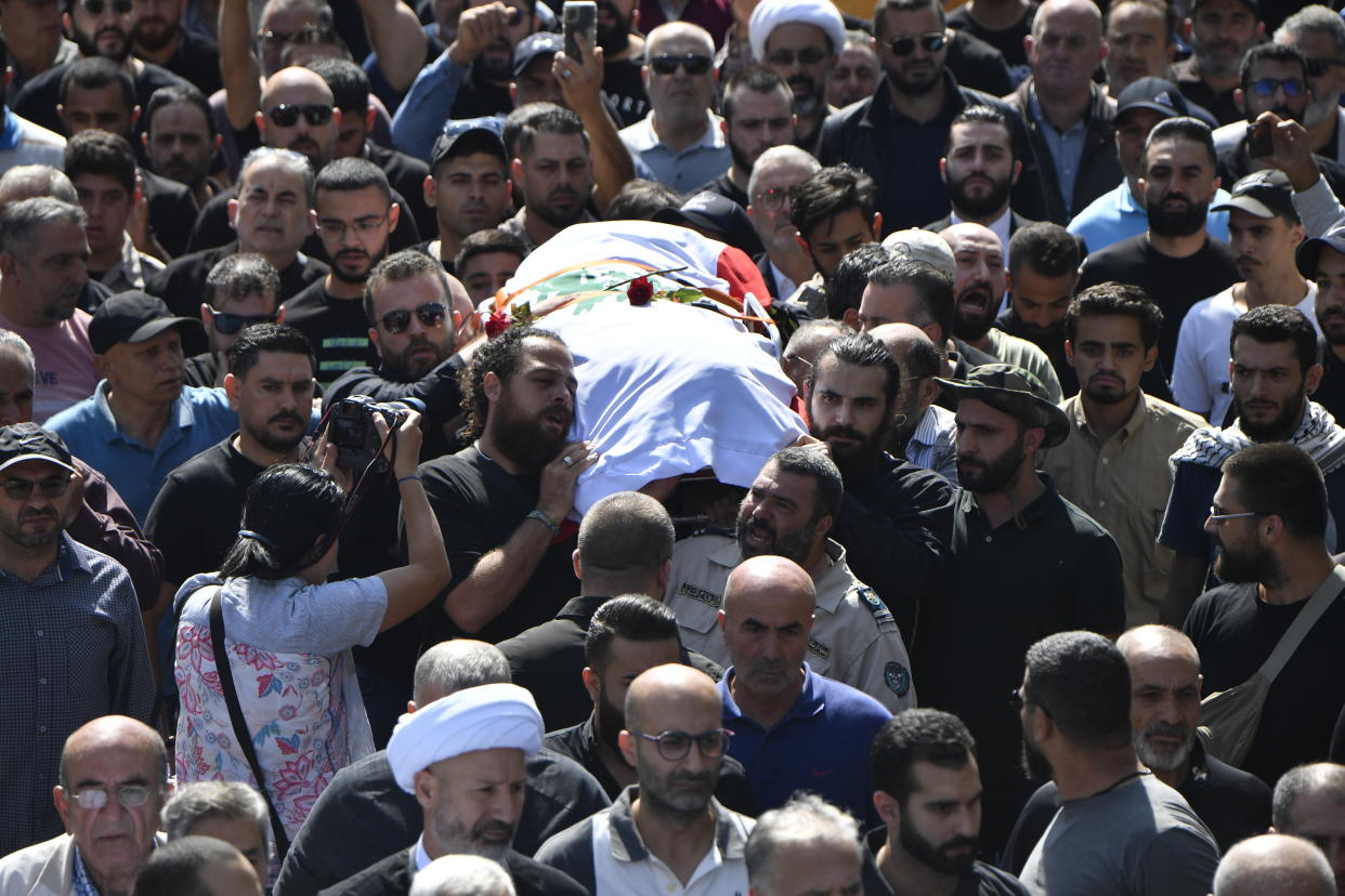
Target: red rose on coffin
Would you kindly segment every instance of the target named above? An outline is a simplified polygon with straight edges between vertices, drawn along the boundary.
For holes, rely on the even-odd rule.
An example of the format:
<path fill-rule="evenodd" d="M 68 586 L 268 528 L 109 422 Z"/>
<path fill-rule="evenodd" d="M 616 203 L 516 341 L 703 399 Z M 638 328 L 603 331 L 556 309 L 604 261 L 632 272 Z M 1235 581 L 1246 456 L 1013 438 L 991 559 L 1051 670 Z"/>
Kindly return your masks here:
<path fill-rule="evenodd" d="M 510 324 L 512 322 L 514 321 L 510 320 L 510 316 L 506 314 L 504 312 L 494 312 L 490 317 L 486 318 L 486 336 L 488 339 L 495 339 L 496 336 L 507 330 L 510 328 Z"/>
<path fill-rule="evenodd" d="M 631 305 L 648 305 L 650 300 L 654 298 L 654 285 L 650 283 L 648 277 L 638 277 L 631 281 L 631 285 L 625 287 L 625 298 Z"/>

* YOUR TASK
Arrange the records above as a two-column CSV with the headers "request" and "response", one row per request: its text in the first field and its answer in the second, each field quoted and with line breaks turned into spaces. Leave the pictures out.

* EXERCISE RESPONSE
request,response
"Target: red rose on coffin Would you kindly segment every instance of the target named above? An outline is a simplified polygon with straight edges between vertices, drawn along the boundary. For holes, rely on the even-odd rule. An example of the format: <path fill-rule=""evenodd"" d=""M 68 586 L 268 528 L 109 422 Z""/> <path fill-rule=""evenodd"" d=""M 616 203 L 516 341 L 703 399 Z M 638 328 L 603 331 L 556 309 L 604 261 L 632 272 Z M 1235 581 L 1246 456 L 1013 438 L 991 559 L 1051 670 Z""/> Kindly return your masks here:","<path fill-rule=""evenodd"" d=""M 510 324 L 512 322 L 514 321 L 510 320 L 510 316 L 506 314 L 504 312 L 494 312 L 490 317 L 486 318 L 486 336 L 488 339 L 495 339 L 496 336 L 507 330 L 510 328 Z""/> <path fill-rule=""evenodd"" d=""M 631 305 L 648 305 L 650 300 L 654 298 L 654 285 L 650 283 L 648 277 L 638 277 L 631 281 L 631 285 L 625 287 L 625 298 Z""/>"